#### SELECTED EXTRACT ####

List:General Discussion« Previous MessageNext Message »
From:Steve Edberg Date:April 12 2006 8:35am
Subject:RE: counting keywords
View as plain text  
At 1:55 PM +1000 4/12/06, Taco Fleur wrote:
>Hello Steve,
>
>Your suggestion works like a charm, I am now trying to get my head around
>your following statement, I can't seem to get a grip on what you mean. Is
>there anyway you could elaborate a little on the following? It would be
>really nice if I could get the solution to work with full text and be able
>to use stemming etc.
>
>
>>  where document_id is a foreign key pointing at the table containing your
>fulltext. This would be easier to extend to handle synonym handling too, and
>you could do all the suffix handling/stemming you need (eg; to take care of
>plurals). I've done something like that as well, and included an extra field
>for the metaphone version of the word, to match approximate spellings.

#### GIVEN ENTRIES ####

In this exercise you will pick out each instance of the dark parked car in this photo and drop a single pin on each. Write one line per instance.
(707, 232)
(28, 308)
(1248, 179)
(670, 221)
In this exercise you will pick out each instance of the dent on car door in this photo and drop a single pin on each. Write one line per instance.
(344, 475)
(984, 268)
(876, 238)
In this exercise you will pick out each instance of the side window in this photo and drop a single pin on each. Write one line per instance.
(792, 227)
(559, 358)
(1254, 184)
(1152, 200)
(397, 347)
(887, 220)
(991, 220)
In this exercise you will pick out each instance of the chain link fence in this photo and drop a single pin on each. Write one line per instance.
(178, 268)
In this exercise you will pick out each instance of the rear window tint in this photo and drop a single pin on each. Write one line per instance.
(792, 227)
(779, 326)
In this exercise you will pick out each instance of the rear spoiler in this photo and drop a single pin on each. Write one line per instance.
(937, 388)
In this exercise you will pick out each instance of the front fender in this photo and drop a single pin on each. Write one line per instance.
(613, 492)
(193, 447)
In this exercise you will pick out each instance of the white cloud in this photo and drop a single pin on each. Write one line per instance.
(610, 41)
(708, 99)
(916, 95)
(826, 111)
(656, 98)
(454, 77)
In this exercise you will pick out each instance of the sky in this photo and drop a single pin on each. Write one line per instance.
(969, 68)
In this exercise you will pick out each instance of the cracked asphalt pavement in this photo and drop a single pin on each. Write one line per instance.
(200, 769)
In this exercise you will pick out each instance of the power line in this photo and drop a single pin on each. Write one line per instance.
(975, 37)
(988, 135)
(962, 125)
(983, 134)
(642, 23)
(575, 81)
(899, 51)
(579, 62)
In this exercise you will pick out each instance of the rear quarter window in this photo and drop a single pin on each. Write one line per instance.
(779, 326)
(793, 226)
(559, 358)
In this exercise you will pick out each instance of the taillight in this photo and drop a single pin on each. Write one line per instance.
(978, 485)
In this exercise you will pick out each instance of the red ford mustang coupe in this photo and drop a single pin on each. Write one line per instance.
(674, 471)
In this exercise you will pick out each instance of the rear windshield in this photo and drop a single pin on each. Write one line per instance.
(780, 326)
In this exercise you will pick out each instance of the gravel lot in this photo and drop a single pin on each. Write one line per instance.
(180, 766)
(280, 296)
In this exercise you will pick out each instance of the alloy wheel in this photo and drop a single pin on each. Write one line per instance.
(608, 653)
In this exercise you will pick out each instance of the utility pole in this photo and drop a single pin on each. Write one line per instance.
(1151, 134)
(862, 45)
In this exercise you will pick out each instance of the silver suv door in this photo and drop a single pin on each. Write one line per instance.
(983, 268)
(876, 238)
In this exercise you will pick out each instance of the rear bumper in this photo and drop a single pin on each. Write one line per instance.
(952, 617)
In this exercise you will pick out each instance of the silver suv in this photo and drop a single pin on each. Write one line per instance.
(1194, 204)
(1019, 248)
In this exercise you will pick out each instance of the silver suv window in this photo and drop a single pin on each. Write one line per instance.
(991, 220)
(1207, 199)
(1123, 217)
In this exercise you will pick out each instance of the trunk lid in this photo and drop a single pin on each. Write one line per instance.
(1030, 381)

####

*SET PROBLEM 1*. Transcribe the counting keywords message above, from "From:Steve Edb" up to and including "use stemming etc.".
*SET PROBLEM 2*. Pick up the counting keywords message above at the point where it stops, and continue it.

*EXERCISE ANSWER 1*.
From:Steve Edberg Date:April 12 2006 8:35am
Subject:RE: counting keywords
View as plain text  
At 1:55 PM +1000 4/12/06, Taco Fleur wrote:
>Hello Steve,
>
>Your suggestion works like a charm, I am now trying to get my head around
>your following statement, I can't seem to get a grip on what you mean. Is
>there anyway you could elaborate a little on the following? It would be
>really nice if I could get the solution to work with full text and be able
>to use stemming etc.

*EXERCISE ANSWER 2*.
Assume table structures something like this:

    WordTable:
    word        char(32) not null         # or whatever your max word 
length is likely to be
    word_count  integer unsigned not null
    document_id integer unsigned not null

    DocTable:
    document_id integer unsigned not null auto_increment primary key
    doc_author
    doc_date
    ...
    doc_body    text

In your original post, you needed to get exact counts of words 
appearing in the document body; MySQL's full text search can't do 
that. What you could do in this case is some preprocessing on the 
doc_body when you insert it. You would scan the text, ignoring the 
insignificant words (eg; and, the, a, is, and so on), and then 
transform the remaining words into a canonical form (eg; glasses, 
glassy, glass all become glass), and then insert into the WordTable. 
Then, when a search is performed, you translate the search terms 
using the same algorithm and search the WordTable. You might also 
have a SynonymTable that you could use to translate all synonyms to a 
standard term before insertion into the WordTable and before 
searching.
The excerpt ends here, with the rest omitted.